Task details: Starting with the first line, output the data exactly, through to the last line.

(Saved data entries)
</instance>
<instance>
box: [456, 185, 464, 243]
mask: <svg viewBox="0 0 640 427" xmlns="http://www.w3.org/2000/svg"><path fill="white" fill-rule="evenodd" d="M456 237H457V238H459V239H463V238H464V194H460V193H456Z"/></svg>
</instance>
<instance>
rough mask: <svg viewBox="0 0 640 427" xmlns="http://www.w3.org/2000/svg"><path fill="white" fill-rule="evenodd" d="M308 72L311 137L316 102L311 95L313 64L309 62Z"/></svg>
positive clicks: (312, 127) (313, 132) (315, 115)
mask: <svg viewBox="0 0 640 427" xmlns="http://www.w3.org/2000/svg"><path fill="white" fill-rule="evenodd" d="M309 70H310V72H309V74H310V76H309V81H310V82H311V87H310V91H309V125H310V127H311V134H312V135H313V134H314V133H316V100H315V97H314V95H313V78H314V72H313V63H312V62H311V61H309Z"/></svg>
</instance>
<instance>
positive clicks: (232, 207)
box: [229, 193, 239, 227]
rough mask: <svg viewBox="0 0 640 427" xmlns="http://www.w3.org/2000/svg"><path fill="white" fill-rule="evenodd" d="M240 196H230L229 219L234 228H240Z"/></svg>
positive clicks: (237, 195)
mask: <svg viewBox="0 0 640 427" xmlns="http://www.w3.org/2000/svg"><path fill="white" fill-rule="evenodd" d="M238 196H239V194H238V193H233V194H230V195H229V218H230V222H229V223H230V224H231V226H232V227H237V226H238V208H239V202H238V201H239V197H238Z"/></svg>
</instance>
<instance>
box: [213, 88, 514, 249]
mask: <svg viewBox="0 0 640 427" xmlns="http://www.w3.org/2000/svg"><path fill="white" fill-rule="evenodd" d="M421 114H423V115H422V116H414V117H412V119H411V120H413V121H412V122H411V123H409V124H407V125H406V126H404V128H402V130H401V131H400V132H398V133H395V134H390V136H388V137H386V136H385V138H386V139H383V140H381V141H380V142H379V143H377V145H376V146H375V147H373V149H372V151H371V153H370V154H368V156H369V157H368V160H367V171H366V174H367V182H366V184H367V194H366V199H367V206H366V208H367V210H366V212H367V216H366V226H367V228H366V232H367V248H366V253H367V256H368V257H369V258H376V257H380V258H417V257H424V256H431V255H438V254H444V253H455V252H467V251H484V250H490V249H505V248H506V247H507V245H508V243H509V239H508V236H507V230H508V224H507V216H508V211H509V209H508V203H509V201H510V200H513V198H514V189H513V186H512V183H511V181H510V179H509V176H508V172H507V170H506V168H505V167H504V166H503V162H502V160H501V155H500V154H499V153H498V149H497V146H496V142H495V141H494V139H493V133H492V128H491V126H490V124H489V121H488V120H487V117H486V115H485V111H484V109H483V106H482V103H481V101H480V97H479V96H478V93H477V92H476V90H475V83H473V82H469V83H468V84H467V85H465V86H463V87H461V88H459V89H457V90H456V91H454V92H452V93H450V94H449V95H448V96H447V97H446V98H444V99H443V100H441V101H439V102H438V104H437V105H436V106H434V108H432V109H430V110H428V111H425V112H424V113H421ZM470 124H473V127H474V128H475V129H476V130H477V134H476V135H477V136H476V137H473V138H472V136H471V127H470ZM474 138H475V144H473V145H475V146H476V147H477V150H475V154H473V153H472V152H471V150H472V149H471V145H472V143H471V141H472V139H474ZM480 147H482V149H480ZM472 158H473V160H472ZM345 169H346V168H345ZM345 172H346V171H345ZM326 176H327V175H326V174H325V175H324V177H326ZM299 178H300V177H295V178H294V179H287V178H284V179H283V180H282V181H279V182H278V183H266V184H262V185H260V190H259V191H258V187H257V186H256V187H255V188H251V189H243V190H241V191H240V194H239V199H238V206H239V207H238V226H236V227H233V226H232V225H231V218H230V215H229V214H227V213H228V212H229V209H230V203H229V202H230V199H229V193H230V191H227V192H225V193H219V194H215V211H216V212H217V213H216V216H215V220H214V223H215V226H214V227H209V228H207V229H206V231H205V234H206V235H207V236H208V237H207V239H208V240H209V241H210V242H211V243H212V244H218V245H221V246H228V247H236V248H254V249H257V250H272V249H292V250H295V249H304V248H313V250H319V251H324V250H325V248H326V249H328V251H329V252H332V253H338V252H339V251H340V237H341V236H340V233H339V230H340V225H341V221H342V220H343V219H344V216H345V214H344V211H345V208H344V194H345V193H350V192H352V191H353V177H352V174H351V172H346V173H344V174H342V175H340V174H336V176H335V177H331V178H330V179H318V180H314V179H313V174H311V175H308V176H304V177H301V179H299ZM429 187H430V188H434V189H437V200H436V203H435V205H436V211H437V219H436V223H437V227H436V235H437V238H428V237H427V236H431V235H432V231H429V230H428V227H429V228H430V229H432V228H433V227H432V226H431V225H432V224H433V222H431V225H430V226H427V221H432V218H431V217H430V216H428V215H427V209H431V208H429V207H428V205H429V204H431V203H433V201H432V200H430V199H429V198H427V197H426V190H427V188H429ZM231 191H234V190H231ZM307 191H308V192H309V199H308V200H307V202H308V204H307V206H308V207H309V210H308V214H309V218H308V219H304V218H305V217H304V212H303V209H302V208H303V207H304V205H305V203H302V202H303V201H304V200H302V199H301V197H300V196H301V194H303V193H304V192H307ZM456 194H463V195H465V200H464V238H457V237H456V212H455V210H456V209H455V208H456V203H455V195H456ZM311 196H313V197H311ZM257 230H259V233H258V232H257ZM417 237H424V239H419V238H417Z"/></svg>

Exercise output:
</instance>
<instance>
box: [456, 185, 464, 243]
mask: <svg viewBox="0 0 640 427" xmlns="http://www.w3.org/2000/svg"><path fill="white" fill-rule="evenodd" d="M456 237H457V238H459V239H463V238H464V194H460V193H456Z"/></svg>
</instance>
<instance>
rough mask: <svg viewBox="0 0 640 427" xmlns="http://www.w3.org/2000/svg"><path fill="white" fill-rule="evenodd" d="M308 72L311 137L316 102L311 95L313 64L309 62Z"/></svg>
positive clicks: (312, 127) (313, 132) (315, 115)
mask: <svg viewBox="0 0 640 427" xmlns="http://www.w3.org/2000/svg"><path fill="white" fill-rule="evenodd" d="M309 70H310V72H309V74H310V76H309V81H310V82H311V87H310V91H309V125H310V127H311V134H312V135H313V134H314V133H316V100H315V97H314V95H313V78H314V72H313V63H312V62H311V61H309Z"/></svg>
</instance>
<instance>
positive clicks: (232, 207)
box: [229, 193, 239, 227]
rough mask: <svg viewBox="0 0 640 427" xmlns="http://www.w3.org/2000/svg"><path fill="white" fill-rule="evenodd" d="M240 196H230L229 219L234 228H240Z"/></svg>
positive clicks: (237, 195)
mask: <svg viewBox="0 0 640 427" xmlns="http://www.w3.org/2000/svg"><path fill="white" fill-rule="evenodd" d="M238 196H239V194H238V193H233V194H230V195H229V218H230V222H229V223H230V224H231V226H232V227H237V226H238V208H239V202H238V201H239V197H238Z"/></svg>
</instance>
<instance>
box: [213, 88, 514, 249]
mask: <svg viewBox="0 0 640 427" xmlns="http://www.w3.org/2000/svg"><path fill="white" fill-rule="evenodd" d="M421 114H423V115H422V116H414V117H412V119H411V120H413V121H412V122H411V123H409V124H407V125H406V126H404V128H402V130H401V131H400V132H398V133H395V134H390V136H388V137H386V136H385V138H386V139H383V140H381V141H380V142H379V143H377V145H376V146H375V147H373V149H372V151H371V153H370V154H368V156H369V157H368V160H367V171H366V174H367V182H366V184H367V194H366V199H367V206H366V208H367V210H366V212H367V216H366V226H367V228H366V232H367V248H366V253H367V256H368V257H369V258H376V257H380V258H417V257H424V256H431V255H438V254H444V253H455V252H467V251H484V250H490V249H505V248H506V247H507V245H508V243H509V239H508V236H507V230H508V224H507V216H508V211H509V209H508V203H509V201H510V200H513V198H514V189H513V186H512V183H511V181H510V179H509V176H508V172H507V170H506V168H505V167H504V166H503V162H502V160H501V155H500V154H499V153H498V149H497V146H496V142H495V141H494V139H493V133H492V128H491V126H490V124H489V121H488V120H487V117H486V115H485V111H484V109H483V106H482V103H481V101H480V97H479V96H478V93H477V92H476V90H475V83H473V82H469V83H468V84H467V85H465V86H463V87H461V88H459V89H457V90H456V91H454V92H452V93H450V94H449V95H448V96H447V97H446V98H444V99H443V100H441V101H439V102H438V104H437V105H436V106H434V108H432V109H430V110H428V111H425V112H424V113H421ZM470 124H473V127H474V128H475V129H476V130H477V134H476V135H477V136H476V137H473V138H472V136H471V127H470ZM474 138H475V144H473V145H475V146H476V147H477V150H475V154H473V153H472V152H471V150H472V149H471V145H472V143H471V141H472V139H474ZM480 147H482V149H480ZM472 158H473V160H472ZM345 169H346V168H345ZM345 172H346V171H345ZM326 176H327V175H326V174H325V175H324V177H326ZM299 178H300V177H295V178H294V179H287V178H284V179H283V180H282V181H279V182H278V183H266V184H262V185H260V190H259V191H258V187H257V186H256V187H255V188H251V189H243V190H241V191H240V194H239V199H238V206H239V207H238V226H236V227H233V226H232V225H231V218H230V215H229V214H227V213H228V212H229V209H230V203H229V202H230V199H229V193H230V191H227V192H225V193H219V194H215V211H216V212H217V213H216V216H215V220H214V223H215V226H214V227H209V228H207V229H206V231H205V234H206V235H207V236H208V237H207V239H208V240H209V241H210V242H211V243H212V244H218V245H221V246H228V247H236V248H254V249H257V250H272V249H292V250H295V249H304V248H313V250H319V251H324V250H325V248H326V249H328V251H329V252H332V253H338V252H339V251H340V237H341V236H340V233H339V230H340V225H341V221H342V220H343V219H344V216H345V214H344V211H345V208H344V194H345V193H350V192H352V191H353V177H352V174H351V172H346V173H344V174H342V175H340V174H336V176H335V177H331V178H330V179H318V180H314V179H313V174H311V175H308V176H304V177H301V179H299ZM429 187H430V188H434V189H437V200H436V203H435V205H436V211H437V219H436V223H437V227H436V235H437V238H428V237H427V236H431V235H432V231H429V230H428V227H429V228H430V229H432V228H433V227H432V226H431V225H432V224H433V222H431V225H430V226H427V221H432V218H431V217H430V216H428V215H427V209H431V208H429V207H428V205H429V204H431V203H433V201H432V200H430V199H429V198H427V197H426V190H427V188H429ZM231 191H234V190H231ZM307 191H308V192H309V199H308V200H307V202H308V204H307V206H308V207H309V210H308V214H309V218H308V219H304V218H305V217H304V212H303V209H302V208H303V207H304V205H305V203H302V202H303V201H304V200H302V199H301V197H300V196H301V194H303V193H304V192H307ZM456 194H463V195H465V200H464V238H457V237H456V212H455V210H456V209H455V208H456V203H455V195H456ZM311 196H313V197H311ZM257 230H259V233H258V232H257ZM417 237H424V239H419V238H417Z"/></svg>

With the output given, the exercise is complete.